START LISTED ENTRIES
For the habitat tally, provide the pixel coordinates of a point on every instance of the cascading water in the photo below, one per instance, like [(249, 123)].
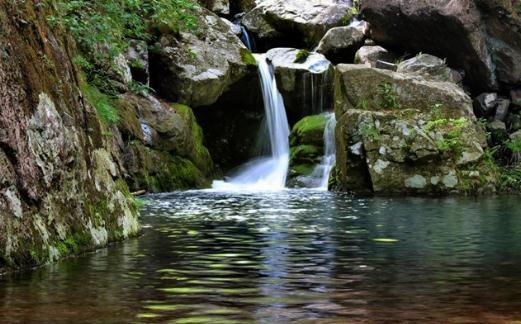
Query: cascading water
[(266, 173)]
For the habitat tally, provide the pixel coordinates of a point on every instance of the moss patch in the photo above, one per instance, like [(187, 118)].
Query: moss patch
[(101, 102), (309, 131)]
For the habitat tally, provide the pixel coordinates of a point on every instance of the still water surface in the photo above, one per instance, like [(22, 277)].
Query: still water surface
END LISTED ENTRIES
ACTIVITY – The line containing "Query: moss patch" begins the span, and the last line of the records above ends it. Return that span exactly, and nothing outside it.

SOLUTION FOR THIS EXERCISE –
Query: moss patch
[(101, 102), (309, 131)]
For the habitat tally, provide the pixel coordinates of a point on every instance of the still water surface in the photo above, one per instance, like [(22, 277)].
Query: still water surface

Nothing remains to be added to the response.